▶ _PROVIDED PASSAGE_:
+ + +
Pro-Russian rebels sentenced one Moroccan and two British fighters to death on Thursday after they were captured while fighting for Ukraine and accused of acting as mercenaries for Kyiv.

Zelensky said in his evening address on Thursday that several "cities in Donbas, which the occupiers now consider key targets, are holding on". 

He added that Ukrainian forces have made positive strides in the Zaporizhzhia and Kharkiv regions outside Donbas, and are in the process of "liberating our land". 

With the fiercest fighting now concentrated in Severodonetsk, governor Sergiy Gaiday -- who earlier called for Western artillery to quickly help secure a Ukrainian victory -- said "one of the symbols of Severodonetsk was destroyed.The Ice Palace burned down."

People in the town of Lysychansk, which is located near Severodonetsk, spoke to AFP about the stark choices the war has forced on them: either stay and brave the shelling, or flee and abandon their homes.
+ + +
▶ _TASKS TO COMPLETE_:
1. In the report on the war in Ukraine, what did governor Sergiy Gaiday say burned down in Severodonetsk?
2. Pick up the report on the war in Ukraine after its last sentence and continue it.
The rows that follow are not needed for anything here.

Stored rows
+ + +
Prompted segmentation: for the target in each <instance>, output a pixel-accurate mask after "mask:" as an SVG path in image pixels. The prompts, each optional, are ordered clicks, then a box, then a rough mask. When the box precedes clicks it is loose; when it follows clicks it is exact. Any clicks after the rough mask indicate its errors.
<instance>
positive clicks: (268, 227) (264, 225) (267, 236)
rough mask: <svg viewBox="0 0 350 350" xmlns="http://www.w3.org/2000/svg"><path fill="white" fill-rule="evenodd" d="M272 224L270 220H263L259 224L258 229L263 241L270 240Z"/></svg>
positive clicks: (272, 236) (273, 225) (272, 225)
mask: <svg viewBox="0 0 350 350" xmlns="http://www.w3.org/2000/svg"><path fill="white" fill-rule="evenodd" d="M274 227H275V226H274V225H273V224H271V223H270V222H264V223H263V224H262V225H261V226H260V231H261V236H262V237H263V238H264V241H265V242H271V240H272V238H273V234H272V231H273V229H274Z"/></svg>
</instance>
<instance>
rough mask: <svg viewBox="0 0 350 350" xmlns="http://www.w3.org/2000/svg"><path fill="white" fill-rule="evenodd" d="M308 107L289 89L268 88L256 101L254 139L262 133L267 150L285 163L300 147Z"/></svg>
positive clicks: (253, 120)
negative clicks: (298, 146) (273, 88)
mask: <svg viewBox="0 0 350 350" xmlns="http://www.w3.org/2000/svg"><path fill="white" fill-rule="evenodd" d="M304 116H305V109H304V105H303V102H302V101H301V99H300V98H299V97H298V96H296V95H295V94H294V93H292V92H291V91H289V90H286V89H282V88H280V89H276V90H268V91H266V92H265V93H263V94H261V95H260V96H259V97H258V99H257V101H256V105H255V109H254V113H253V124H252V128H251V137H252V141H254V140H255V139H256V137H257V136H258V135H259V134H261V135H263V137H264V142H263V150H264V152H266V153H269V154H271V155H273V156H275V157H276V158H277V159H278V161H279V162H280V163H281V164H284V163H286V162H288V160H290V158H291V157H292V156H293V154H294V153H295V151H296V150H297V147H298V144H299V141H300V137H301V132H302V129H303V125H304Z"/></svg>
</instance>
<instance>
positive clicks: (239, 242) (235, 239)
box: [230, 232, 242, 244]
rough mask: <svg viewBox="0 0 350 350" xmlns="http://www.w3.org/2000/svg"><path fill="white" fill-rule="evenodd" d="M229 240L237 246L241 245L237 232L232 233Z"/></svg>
+ + +
▶ _RESPONSES TO THE TASKS_:
1. The Ice Palace burned down.

2.
Yevhen Zhyryada, 39, said the only way to access water is by heading to a water distribution site in the town.

"We have to go there under shelling, and under fire," he said."This is how we survive."

But others have chosen to pack up their belongings and get as far away from the fighting as possible. 

"Life made me leave.The constant shelling.And also my grandson.My grandson pleaded with me: 'Grandma, come to us.' Only it's not clear for me where to go, I left their address at home," Lyubov Akatyeva, 65, said.

Defence Minister Oleksiy Reznikov has said around 100 Ukrainian soldiers were being killed every day in frontline fighting and as many as 500 wounded.

Death sentence

Western countries have provided weapons and aid to Ukraine since the February 24 invasion, while some people from abroad have joined the fight against Russian forces.

Separatist authorities in the Donetsk region of the Donbas ordered the death penalty for Aiden Aslin, Shaun Pinner and Saadun Brahim, Russian media reported.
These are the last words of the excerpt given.